** Start of Recorded data **

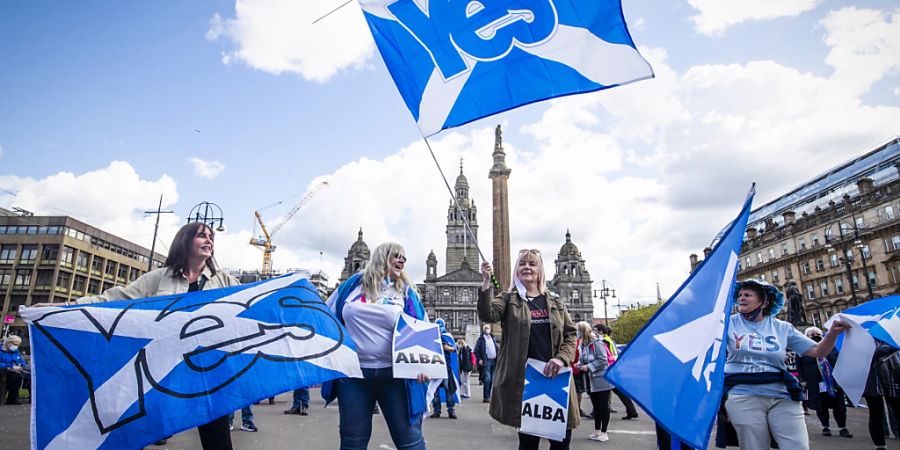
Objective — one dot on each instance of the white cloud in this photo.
(278, 36)
(206, 169)
(865, 46)
(715, 16)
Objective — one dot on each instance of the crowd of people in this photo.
(774, 372)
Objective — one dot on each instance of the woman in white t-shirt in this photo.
(369, 304)
(762, 397)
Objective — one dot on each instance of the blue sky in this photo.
(773, 92)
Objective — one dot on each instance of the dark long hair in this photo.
(181, 248)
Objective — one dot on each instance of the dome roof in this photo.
(569, 249)
(359, 246)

** End of Recorded data **

◆ Requirement:
Can you rewrite the records from the line containing "Objective — one dot on each instance of the dome" through the end of the records, inclusive, with "dome roof" replaced by "rooftop dome" and nothing else changed?

◆ Response to the task:
Objective — one dot on each instance of the rooftop dome in this photo.
(569, 249)
(359, 246)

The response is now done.